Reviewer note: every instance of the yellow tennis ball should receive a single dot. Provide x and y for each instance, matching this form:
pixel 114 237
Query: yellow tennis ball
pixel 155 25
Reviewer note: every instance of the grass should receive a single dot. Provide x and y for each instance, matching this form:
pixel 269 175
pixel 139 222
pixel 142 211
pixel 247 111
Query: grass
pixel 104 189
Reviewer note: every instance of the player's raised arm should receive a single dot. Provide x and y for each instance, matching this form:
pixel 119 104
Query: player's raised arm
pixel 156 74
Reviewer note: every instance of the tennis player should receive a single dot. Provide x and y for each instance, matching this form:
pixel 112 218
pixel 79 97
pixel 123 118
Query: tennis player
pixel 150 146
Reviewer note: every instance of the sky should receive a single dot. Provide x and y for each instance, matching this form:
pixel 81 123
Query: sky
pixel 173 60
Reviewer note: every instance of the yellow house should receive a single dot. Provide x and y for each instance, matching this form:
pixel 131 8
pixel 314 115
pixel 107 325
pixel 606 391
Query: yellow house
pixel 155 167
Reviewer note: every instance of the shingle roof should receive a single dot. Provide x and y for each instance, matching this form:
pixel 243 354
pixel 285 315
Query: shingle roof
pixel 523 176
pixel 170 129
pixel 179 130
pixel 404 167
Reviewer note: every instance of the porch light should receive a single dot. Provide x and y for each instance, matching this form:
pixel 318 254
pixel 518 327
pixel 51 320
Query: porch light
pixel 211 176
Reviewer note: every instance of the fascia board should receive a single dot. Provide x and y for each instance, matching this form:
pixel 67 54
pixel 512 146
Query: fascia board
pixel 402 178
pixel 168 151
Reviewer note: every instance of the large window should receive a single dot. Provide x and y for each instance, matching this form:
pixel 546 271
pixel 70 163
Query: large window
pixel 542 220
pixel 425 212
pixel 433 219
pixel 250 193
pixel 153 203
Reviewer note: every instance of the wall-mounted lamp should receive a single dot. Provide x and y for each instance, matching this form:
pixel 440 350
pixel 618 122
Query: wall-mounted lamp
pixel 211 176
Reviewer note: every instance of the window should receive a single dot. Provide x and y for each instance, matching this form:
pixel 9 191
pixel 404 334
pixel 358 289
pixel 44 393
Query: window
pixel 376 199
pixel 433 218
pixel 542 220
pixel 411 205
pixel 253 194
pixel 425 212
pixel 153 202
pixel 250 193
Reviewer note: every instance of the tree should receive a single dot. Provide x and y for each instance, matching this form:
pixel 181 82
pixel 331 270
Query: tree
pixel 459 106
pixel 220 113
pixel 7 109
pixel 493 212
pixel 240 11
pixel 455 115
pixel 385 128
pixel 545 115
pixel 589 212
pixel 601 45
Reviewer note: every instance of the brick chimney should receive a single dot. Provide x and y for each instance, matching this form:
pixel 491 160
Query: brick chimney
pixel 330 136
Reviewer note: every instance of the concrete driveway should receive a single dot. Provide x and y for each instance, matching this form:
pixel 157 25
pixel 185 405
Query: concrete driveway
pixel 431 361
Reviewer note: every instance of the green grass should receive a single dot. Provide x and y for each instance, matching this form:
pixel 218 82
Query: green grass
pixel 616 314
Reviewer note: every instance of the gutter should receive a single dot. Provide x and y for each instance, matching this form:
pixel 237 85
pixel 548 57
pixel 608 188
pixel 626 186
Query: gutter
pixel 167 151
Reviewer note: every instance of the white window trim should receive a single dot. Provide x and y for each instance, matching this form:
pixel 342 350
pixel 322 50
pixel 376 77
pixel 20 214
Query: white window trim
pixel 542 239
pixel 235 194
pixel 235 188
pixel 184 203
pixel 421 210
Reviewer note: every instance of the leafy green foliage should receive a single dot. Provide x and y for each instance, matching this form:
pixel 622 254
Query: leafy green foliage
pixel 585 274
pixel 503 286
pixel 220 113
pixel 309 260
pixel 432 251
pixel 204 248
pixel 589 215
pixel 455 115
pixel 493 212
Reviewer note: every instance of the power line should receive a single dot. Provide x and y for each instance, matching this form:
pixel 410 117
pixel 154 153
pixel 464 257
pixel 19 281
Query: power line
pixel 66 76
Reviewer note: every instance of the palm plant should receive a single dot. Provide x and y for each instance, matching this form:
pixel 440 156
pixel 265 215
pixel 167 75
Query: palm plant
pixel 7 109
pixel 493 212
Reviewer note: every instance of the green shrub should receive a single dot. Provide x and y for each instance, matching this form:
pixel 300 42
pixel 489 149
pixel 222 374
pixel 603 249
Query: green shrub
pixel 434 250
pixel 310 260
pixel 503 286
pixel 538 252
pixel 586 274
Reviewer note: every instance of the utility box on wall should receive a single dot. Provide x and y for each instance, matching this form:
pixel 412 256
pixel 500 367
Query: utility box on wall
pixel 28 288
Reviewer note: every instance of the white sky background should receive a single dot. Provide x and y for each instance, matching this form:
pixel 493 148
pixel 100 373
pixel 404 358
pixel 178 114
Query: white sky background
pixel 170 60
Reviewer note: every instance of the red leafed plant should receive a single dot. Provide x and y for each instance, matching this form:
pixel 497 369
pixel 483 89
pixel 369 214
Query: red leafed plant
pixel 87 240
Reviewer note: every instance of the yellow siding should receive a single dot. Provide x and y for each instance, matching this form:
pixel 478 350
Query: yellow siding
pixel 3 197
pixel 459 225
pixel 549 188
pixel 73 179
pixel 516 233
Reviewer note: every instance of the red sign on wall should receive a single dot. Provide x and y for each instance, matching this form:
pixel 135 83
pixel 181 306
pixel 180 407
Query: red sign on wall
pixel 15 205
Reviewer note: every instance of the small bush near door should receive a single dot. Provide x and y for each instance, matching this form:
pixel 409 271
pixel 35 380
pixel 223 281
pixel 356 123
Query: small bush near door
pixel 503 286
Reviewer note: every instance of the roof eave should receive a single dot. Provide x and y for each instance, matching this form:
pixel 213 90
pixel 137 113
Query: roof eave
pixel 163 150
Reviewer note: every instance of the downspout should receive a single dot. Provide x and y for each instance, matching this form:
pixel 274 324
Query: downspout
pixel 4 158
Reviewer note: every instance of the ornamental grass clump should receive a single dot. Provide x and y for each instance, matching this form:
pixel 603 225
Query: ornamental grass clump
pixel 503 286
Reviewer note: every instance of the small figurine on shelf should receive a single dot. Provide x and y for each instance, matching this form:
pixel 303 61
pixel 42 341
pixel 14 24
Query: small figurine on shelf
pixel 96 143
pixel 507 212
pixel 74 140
════
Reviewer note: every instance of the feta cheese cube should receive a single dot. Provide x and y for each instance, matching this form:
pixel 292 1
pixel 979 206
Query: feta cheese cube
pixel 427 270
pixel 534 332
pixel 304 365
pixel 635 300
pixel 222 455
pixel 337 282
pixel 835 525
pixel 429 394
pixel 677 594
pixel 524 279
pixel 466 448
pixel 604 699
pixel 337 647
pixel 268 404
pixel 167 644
════
- Work to be completed -
Copy out verbatim the lines above that begin with the one containing "Reviewer note: every instance of the downspout" and end with the one containing "pixel 74 140", including both of those lines.

- Reply -
Reviewer note: every instance of the downspout should receive a single dot. Provide x and y for each instance, matching this form:
pixel 274 324
Query: downspout
pixel 4 158
Reviewer note: every instance of the ornamental grass clump should receive a single dot. Provide x and y for each instance, matching this form:
pixel 603 225
Query: ornamental grass clump
pixel 503 286
Reviewer note: every instance of the small figurine on shelf should receive a single dot. Provide x and y for each instance, matching this form:
pixel 303 61
pixel 42 341
pixel 14 24
Query: small figurine on shelf
pixel 96 143
pixel 507 212
pixel 74 140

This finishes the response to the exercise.